§ **Working data**:
## Begin
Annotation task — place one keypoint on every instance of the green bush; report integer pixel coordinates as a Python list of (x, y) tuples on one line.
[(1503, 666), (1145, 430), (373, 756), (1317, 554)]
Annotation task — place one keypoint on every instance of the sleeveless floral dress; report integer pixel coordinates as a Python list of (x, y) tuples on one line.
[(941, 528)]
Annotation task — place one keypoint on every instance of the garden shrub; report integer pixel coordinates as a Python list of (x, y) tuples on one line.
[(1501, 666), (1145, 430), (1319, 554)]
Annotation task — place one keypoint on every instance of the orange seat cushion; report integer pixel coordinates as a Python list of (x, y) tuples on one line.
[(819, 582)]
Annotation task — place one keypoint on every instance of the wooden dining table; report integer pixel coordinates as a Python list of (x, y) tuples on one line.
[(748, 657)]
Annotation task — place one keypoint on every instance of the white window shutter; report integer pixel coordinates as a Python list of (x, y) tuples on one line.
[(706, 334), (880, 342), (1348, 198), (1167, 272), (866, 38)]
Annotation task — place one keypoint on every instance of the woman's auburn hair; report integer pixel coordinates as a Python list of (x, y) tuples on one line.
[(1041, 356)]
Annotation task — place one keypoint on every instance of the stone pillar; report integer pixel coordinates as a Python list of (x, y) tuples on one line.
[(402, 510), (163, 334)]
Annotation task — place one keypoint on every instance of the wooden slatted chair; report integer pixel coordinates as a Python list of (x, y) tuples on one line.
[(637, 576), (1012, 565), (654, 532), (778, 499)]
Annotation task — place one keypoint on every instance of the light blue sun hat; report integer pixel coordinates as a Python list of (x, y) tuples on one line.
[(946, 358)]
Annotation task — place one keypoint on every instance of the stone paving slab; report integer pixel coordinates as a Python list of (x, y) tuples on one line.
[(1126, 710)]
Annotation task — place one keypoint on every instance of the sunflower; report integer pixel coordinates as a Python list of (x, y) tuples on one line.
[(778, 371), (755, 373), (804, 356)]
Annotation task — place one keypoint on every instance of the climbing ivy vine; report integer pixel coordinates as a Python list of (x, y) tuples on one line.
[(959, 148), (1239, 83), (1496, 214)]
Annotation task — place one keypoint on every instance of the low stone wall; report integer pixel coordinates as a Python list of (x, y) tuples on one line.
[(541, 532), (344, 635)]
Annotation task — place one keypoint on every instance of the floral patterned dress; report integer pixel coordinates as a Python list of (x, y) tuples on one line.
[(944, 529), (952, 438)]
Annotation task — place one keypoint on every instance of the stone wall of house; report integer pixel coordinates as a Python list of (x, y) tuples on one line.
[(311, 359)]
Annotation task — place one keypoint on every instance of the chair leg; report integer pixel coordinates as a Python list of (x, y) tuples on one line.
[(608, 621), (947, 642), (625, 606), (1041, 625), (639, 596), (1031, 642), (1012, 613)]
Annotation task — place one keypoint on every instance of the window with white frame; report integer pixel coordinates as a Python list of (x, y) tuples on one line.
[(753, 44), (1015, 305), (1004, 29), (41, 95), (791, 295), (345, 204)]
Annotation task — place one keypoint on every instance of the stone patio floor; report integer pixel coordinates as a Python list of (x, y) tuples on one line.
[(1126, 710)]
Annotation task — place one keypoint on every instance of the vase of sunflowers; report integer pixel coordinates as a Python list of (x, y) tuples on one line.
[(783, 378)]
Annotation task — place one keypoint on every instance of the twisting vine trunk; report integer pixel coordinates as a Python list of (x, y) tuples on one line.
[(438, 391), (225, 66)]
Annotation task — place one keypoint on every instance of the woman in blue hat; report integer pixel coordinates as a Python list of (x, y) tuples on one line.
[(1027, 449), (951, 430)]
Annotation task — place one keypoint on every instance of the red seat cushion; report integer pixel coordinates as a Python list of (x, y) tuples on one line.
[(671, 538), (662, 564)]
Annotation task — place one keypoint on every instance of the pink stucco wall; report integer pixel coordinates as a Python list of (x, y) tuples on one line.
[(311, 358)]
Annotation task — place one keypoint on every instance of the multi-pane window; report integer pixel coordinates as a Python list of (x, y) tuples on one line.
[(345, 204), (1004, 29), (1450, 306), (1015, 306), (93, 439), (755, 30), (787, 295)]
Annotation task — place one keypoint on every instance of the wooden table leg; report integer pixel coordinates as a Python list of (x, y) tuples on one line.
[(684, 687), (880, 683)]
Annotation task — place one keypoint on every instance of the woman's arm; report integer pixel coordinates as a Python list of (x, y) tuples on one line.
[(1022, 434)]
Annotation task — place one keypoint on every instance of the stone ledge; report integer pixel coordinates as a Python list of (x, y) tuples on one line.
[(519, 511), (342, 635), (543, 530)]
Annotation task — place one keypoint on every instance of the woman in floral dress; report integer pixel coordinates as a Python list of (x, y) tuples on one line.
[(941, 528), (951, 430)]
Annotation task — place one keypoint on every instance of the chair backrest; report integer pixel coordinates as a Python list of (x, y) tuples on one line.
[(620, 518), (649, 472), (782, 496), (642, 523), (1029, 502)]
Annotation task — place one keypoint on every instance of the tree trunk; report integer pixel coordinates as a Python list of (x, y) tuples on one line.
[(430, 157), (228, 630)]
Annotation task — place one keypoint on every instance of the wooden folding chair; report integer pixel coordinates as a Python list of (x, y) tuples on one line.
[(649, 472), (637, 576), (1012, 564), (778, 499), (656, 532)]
## End
§ **To do**:
Convert all the entries above into a two-column CSV with the header row instruction,keypoints. Put one row per entry, with its text under instruction and its answer under keypoints, each in a single quoted field with any line breaks replaced by spaces.

§ **Correct output**:
instruction,keypoints
"Annotation task — place one keypoint on every instance of the green bush; report integer pixel coordinates as a Python list of (x, y) tuples on one line.","[(1503, 666), (1145, 430), (373, 756), (1317, 554)]"
"Annotation task — place one keypoint on every instance of the sleeveless floral dress; report integer pixel coordinates as a Python list of (x, y) tuples on one line.","[(941, 528)]"
"Annotation task — place one keypoint on every instance of the garden shrub; report integer pixel coordinates as a Python list of (x, y) tuples on one line.","[(1501, 666), (1145, 430), (1319, 554)]"
"Annotation task — place one keypoint on every instance of the orange seat cushion; report integer pixel coordinates as a Python list of (x, y) tuples on one line.","[(819, 582)]"
"Annotation task — place one keypoint on every instance of the wooden dining table; report integer pixel coordinates as a Python list of (x, y) tuples on one line.","[(748, 657)]"
"Annotation task — place one keypoint on every instance of the white window shutter; report integer pixel coordinates as a Python list of (x, y) tuples on one line.","[(706, 334), (880, 342), (1348, 198), (1167, 272), (866, 38)]"
"Annotation task — place one keypoint on every instance of the woman's auburn hair; report integer pixel coordinates as a Python list of (x, y) tuples on one line.","[(1041, 356)]"
"Annotation task — place one keypoint on every instance of the stone pillar; report integer pixel coordinates as a Python list of (x, y) tuples on one line.","[(402, 510), (163, 334)]"
"Annotation task — place one keypoint on every instance of the wooden slatted chair; report integer pixel coordinates as a Python list of (x, y) tuples on one line.","[(637, 576), (1012, 565), (654, 532), (778, 499)]"
"Annotation task — place one keypoint on every instance of the light blue sun hat; report integer pixel coordinates as a Python list of (x, y) tuples on one line.","[(946, 358)]"
"Annotation task — place one keypoint on every instance of the stone paving slab; report integer pixel coordinates as a Python list of (x, y) tuples on one line.","[(1126, 710)]"
"Annotation task — place one keypoint on every instance of the sunflower; report integer pixel coordinates as a Python list of (x, y) tuples on one line.","[(778, 371), (755, 373), (804, 356)]"
"Annotation task — place one keypoint on every instance of the climbing ivy vine; report integer pixel coordinates as a Python list of (x, y) tuples on one line.","[(959, 148), (1239, 83), (1496, 214)]"
"Annotation task — place one keypoint on every instance of the low stone wall; report integer pixel coordinates as a Python list of (x, y) tuples on one line.","[(541, 532), (344, 635)]"
"Annotation task — place one keypoint on every instance of the floral patterned dress; report integer pixel coordinates as a Python list of (x, y) tuples on one line.","[(944, 529), (952, 438)]"
"Annotation task — place one keypoint on every instance of the stone wall of house; report integer pixel coordinates as a Python list of (x, y) tuples on one line.","[(311, 359)]"
"Annotation task — place one keypoint on every instance of the chair leg; report integer pixel coordinates as a Python list of (x, y) tuples on one line.","[(608, 621), (947, 642), (625, 606), (1041, 625), (639, 596), (1031, 642), (1012, 613)]"
"Annotation task — place one keypoint on every instance of the window with white frame; report integer pixel coordinates as a Python list of (x, y) tuples on one line.","[(753, 44), (1015, 305), (1004, 29), (41, 95), (791, 295), (345, 204)]"
"Annotation task — place one keypoint on every instance of the stone patio floor; report integer pixel coordinates as a Python list of (x, y) tuples on one line.","[(1126, 710)]"
"Annotation task — place one keypoint on every instance of the vase of sunflowers; report integer pixel coordinates as a Python list of (x, y) tuples on one line.","[(783, 378)]"
"Annotation task — place one keypoint on every instance of the twisting vine trunk; report integer pixel coordinates as a Python list of (x, y) tuples on one line.","[(438, 391), (225, 66)]"
"Annotation task — place one keypoint on every instance of the woman in blue hat; report integer pixel coordinates as a Python list of (x, y) tuples on one line.","[(1027, 449), (951, 430)]"
"Annotation task — place one keypoint on every instance of the red seat cushion; report integer pixel coordinates as a Python list of (x, y) tuples on one line.","[(671, 538), (662, 564)]"
"Annotation task — place one keypoint on every instance of the pink stucco wall; report integer pixel coordinates as a Python list of (x, y) tuples on one line.","[(311, 358)]"
"Annotation task — place one keypoint on every instance of the multi-pane window; report integer pixel coordinates as a Python list of (x, y) tuples on one line.","[(345, 204), (1004, 29), (1450, 306), (1015, 306), (93, 439), (755, 30), (787, 295)]"
"Annotation task — place one keypoint on every instance of the wooden table leg; report integer pixel coordinates as a Python list of (x, y) tuples on one line.","[(684, 687), (880, 683)]"
"Annotation task — place one keypoint on every instance of the woman's arm; report integer pixel coordinates as a Python list of (x, y) tuples on one line.","[(1022, 434)]"
"Annotation task — place one keypoint on every instance of the stone ledge; report integer pixel coordinates as a Python list of (x, y) tuples on one line.","[(519, 511), (342, 635), (543, 530)]"
"Annotation task — place one keypoint on every instance of the woman in floral dress; report integer pixel coordinates as a Python list of (x, y) tuples on one line.","[(941, 528), (951, 430)]"
"Annotation task — place one keypoint on every instance of the chair backrest; report integer pixel coordinates as a Python list of (x, y) tuples on one line.","[(620, 518), (649, 472), (782, 496), (642, 523), (1029, 502)]"
"Annotation task — place one keypoint on every instance of the tree trunk; report integer pixel coordinates as a Python list of (x, y) tuples on one line.","[(430, 157), (228, 630)]"
"Annotation task — place one keypoint on every instance of the wooden folding chair; report integer pixel coordinates as a Python list of (x, y) tuples on one line.","[(649, 472), (637, 576), (1012, 564), (778, 499), (656, 532)]"